* [PROVIDED PASSAGE]:

——

The statistics on total venture capital invested in women-led startups (2.1% according to Pitchbook) make one wonder: Who are these female outliers raising rounds?
Do they know a secret spell? Do they play golf and smoke cigars with the right people? Do they send children to the same playgrounds where the kids of Andreessen Horowitz execs make their mud pies?
Raising capital is even more challenging for immigrant women. Can underdogs succeed against the odds? With this critical question in mind, I spoke with more than 50 U.S.-based immigrant fempreneurs, all of whom have raised VC funding.
Here are just a few insights that I discerned:
Success Is Not Shaped by Any Playbook
The geography of immigrant fempreneurs who succeeded in the U.S. includes the whole world. Nigeria, Peru, Ukraine, Malaysia, Antigua, Iran, Israel, and Armenia are just a few of them. Diversity is the only common characteristic that they all share.

——

* [DATA SUPPLIED]:

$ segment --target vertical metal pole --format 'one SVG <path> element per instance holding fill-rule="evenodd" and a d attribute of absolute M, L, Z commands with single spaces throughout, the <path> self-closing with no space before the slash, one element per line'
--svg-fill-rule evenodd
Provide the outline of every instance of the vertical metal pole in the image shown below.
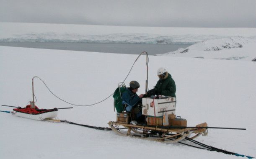
<path fill-rule="evenodd" d="M 32 79 L 32 92 L 33 95 L 33 101 L 30 103 L 30 108 L 35 108 L 35 100 L 34 99 L 34 77 Z"/>
<path fill-rule="evenodd" d="M 147 95 L 147 90 L 148 90 L 148 88 L 147 88 L 148 86 L 148 56 L 147 52 L 145 51 L 144 52 L 146 53 L 146 65 L 147 65 L 147 80 L 146 80 L 146 87 L 145 87 L 145 94 Z"/>

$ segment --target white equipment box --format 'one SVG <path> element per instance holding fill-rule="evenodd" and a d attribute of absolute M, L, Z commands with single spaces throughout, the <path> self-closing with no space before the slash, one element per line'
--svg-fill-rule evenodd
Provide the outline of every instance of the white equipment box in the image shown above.
<path fill-rule="evenodd" d="M 160 97 L 160 98 L 142 98 L 142 114 L 156 117 L 163 116 L 173 113 L 175 114 L 176 98 L 175 97 L 166 96 Z"/>

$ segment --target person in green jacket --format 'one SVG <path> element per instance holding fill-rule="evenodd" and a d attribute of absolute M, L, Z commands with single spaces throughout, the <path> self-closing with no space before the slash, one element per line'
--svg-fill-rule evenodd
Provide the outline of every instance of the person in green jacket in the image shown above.
<path fill-rule="evenodd" d="M 166 96 L 176 97 L 175 82 L 165 69 L 160 67 L 158 70 L 158 76 L 159 80 L 155 87 L 147 92 L 147 97 L 155 95 L 163 95 Z"/>

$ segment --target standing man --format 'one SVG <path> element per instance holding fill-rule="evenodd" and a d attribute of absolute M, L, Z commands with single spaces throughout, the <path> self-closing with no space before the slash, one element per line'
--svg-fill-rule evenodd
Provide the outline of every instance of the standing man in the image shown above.
<path fill-rule="evenodd" d="M 176 97 L 176 86 L 171 74 L 164 68 L 160 67 L 158 70 L 157 74 L 159 80 L 155 87 L 147 92 L 147 96 L 163 95 Z"/>
<path fill-rule="evenodd" d="M 136 121 L 140 121 L 140 118 L 142 117 L 142 108 L 138 105 L 142 103 L 142 98 L 143 97 L 143 94 L 138 96 L 136 94 L 139 87 L 139 82 L 136 81 L 131 81 L 130 87 L 126 88 L 126 91 L 122 94 L 123 103 L 126 104 L 125 110 L 131 112 L 132 115 L 134 116 L 133 118 Z"/>

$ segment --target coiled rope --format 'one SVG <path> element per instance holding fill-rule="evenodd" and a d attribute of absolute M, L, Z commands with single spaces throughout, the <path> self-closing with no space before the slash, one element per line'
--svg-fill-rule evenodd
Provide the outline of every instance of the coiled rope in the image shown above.
<path fill-rule="evenodd" d="M 139 58 L 140 56 L 143 54 L 146 54 L 146 55 L 147 56 L 147 70 L 148 69 L 148 62 L 149 62 L 149 60 L 148 60 L 148 55 L 147 54 L 147 52 L 146 52 L 146 51 L 143 51 L 141 53 L 140 53 L 140 54 L 138 56 L 138 57 L 137 58 L 137 59 L 135 59 L 135 60 L 134 61 L 134 62 L 133 63 L 133 64 L 132 64 L 132 67 L 131 67 L 131 69 L 130 69 L 130 70 L 129 71 L 129 72 L 128 72 L 128 74 L 127 75 L 127 76 L 126 76 L 126 77 L 125 77 L 125 78 L 124 79 L 124 81 L 123 81 L 122 83 L 124 83 L 124 82 L 125 81 L 125 80 L 126 80 L 126 79 L 127 79 L 127 78 L 128 77 L 128 76 L 129 75 L 129 74 L 130 74 L 130 73 L 131 73 L 131 71 L 132 71 L 132 68 L 133 67 L 133 66 L 134 66 L 135 62 L 137 61 L 137 60 L 138 60 L 138 59 L 139 59 Z M 66 101 L 65 101 L 65 100 L 60 98 L 59 97 L 58 97 L 57 95 L 56 95 L 55 94 L 54 94 L 52 91 L 51 90 L 50 90 L 50 89 L 49 88 L 49 87 L 47 86 L 47 85 L 46 85 L 46 84 L 45 83 L 45 82 L 41 78 L 40 78 L 39 77 L 37 76 L 34 76 L 33 77 L 33 79 L 34 78 L 37 78 L 39 79 L 41 81 L 42 81 L 43 82 L 43 83 L 44 83 L 44 85 L 45 86 L 45 87 L 46 87 L 47 88 L 47 89 L 53 95 L 54 95 L 56 97 L 57 97 L 57 98 L 59 99 L 59 100 L 67 103 L 69 104 L 70 104 L 71 105 L 75 105 L 75 106 L 82 106 L 82 107 L 86 107 L 86 106 L 91 106 L 91 105 L 95 105 L 96 104 L 100 103 L 106 100 L 108 98 L 109 98 L 109 97 L 111 97 L 114 94 L 114 93 L 113 92 L 113 93 L 112 93 L 111 95 L 109 95 L 109 96 L 108 96 L 107 97 L 106 97 L 106 98 L 104 99 L 103 100 L 98 102 L 96 102 L 95 103 L 93 104 L 88 104 L 88 105 L 78 105 L 78 104 L 73 104 L 73 103 L 72 103 L 70 102 L 67 102 Z M 147 86 L 147 87 L 148 87 L 148 86 Z"/>

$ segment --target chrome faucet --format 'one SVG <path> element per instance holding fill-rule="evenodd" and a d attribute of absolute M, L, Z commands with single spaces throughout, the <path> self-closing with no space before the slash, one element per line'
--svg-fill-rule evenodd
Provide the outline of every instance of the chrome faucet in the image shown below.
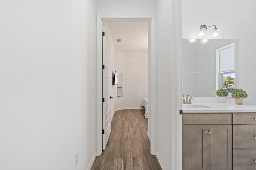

——

* [EXERCISES TO COMPLETE]:
1. According to the passage on immigrant women founders, what share of total venture capital do women-led startups receive, as reported by Pitchbook?
2. Echo the passage on immigrant women founders, starting at "Raising capital is" and ending at "raised VC funding.".

* [ACTIVITY ANSWERS]:
1. 2.1%

2.
Raising capital is even more challenging for immigrant women. Can underdogs succeed against the odds? With this critical question in mind, I spoke with more than 50 U.S.-based immigrant fempreneurs, all of whom have raised VC funding.